[E-Lang] Draft Kernel-E DTD & Sketch of translation to debugg able Java

Karp, Alan alan_karp@hp.com
Wed, 27 Sep 2000 09:05:39 -0700


We faced many of these protocol issues when designing e-speak, since we knew
we had to allow the ends of the communication to be written in different
languages.  The only viable solution when you want to deal with more than
one or two of them is an intermediate language.  

In the first incarnation, the protocol was ASCII strings on sockets.  People
snickered because it was so simple, but isn't that what XML is?  ASCII
strings are very nice for debugging; telnet to the port and start typing.
However, there is substantial overhead in translating between binary and
ASCII.  At that time, we were concerned with latency, so we abandoned that
approach.

Our first hope was that we could define the communication as the Java
serialization of an object.  It's a well-defined format that covers
everything you'd like to represent.  All you need is to have code in your
language to produce the right bytes.  It's not hard.  I've written a Perl
script to produce the format and a Python script to parse it.  Hence, RMI
serialization is as "language independent" as any other binary format.
Unfortunately, we found this format to be overly verbose.  For example,
sending a single byte resulted in a 380 byte message.  That's why e-speak
Beta 2.2 used its own serialization.  This format used a single byte to
denote the base and e-speak types and an escape mechanism to extend this
flag to more than one byte for user-defined types.

(Location annotation dataset excerpts)
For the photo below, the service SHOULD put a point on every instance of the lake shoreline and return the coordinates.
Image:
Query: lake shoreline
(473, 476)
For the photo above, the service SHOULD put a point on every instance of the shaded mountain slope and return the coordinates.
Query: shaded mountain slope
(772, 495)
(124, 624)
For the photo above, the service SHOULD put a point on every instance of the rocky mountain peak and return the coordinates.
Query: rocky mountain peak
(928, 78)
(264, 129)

■ Brief A
Pick out each line in the records that contains the string "coordinates".
■ Brief B
Continue the mailing-list post on e-speak protocol design, starting after its final sentence.

■ Right answer A
For the photo below, the service SHOULD put a point on every instance of the lake shoreline and return the coordinates.
For the photo above, the service SHOULD put a point on every instance of the shaded mountain slope and return the coordinates.
For the photo above, the service SHOULD put a point on every instance of the rocky mountain peak and return the coordinates.

■ Right answer B
We got beaten up for being "proprietary", whatever that means.  People said
we should use HTTP.  In my view, the protocol part of HTTP deals only with
the transport part of the problem, not the payload part.  That criticism
disappeared when XML came onto the stage.  Then we were beaten up for not
using XML.  At least this criticism has some merit.  Anyone with a generic
XML parser can process the document.  Of course, they still need application
specific knowledge to know what to do with the fields.

XML is good, not for the human readable part, but because it solves the
syntax problem.  All parties need not produce the same sequence of bytes as
long as they obey the same schema.  That's good.  It makes the whole
communication piece less fragile.  Misplace a byte in a binary format, and
the entire message is unusable; do it in an XML document, and at most one
field is garbage.  

The downside is latency.  It takes about 100 ms to parse an XML document of
modest size.  You only save 1/2-3/4 of that time if you pass the DOM tree.
This overhead would have been unacceptable in e-speak Beta 2.2, but DR 3.0
is focused on B2B communication, which can tolerate such latencies.

"If a man is talking in the forest, and there's no woman to hear him, is he
still wrong?"

_________________________
Alan Karp
Decision Technology Department
Hewlett-Packard Laboratories MS 1U-2
1501 Page Mill Road
Palo Alto, CA 94304
(650) 857-3967, fax (650) 857-6278


> -----Original Message-----
> From: Mark S. Miller [mailto:markm@caplet.com]
> Sent: Tuesday, September 26, 2000 9:24 PM
> To: dnm@pobox.com
> Cc: e-lang@eros-os.org
> Subject: Re: [E-Lang] Draft Kernel-E DTD & Sketch of translation to
> debuggable Java
> 
> 
> At 01:49 PM 9/26/00 , Dan Moniz wrote:
> >Perhaps, but JOSS is Java specific at one end, at least. 
> Userland made XML-RPC
> >because they were dealing with a Java-less world powered 
> primarily C and Perl,
> >if memory serves. 
> 
> "Language specific" is a funny thing.  JOSS & RMI make no 
> bones about being 
> Java specific.  CORBA and SOAP claim to be language neutral.  
> What do these 
> claims mean?  It is certainly the case that Java programs 
> have an easier 
> time with JOSS and RMI than Smalltalk or C++ programs would.  For the 
> "language neutral" systems, the relative amounts of pain for 
> clients in 
> various languages may be better balanced, giving real meaning 
> to the claim 
> of neutrality.  However, this compares relative pain along the wrong 
> dimension. Notice that a "language specific" system designed 
> for an obscure 
> language no one uses of might appear language neutral by this 
> standard, 
> since the pain imposed on the non-obscure languages may be balanced.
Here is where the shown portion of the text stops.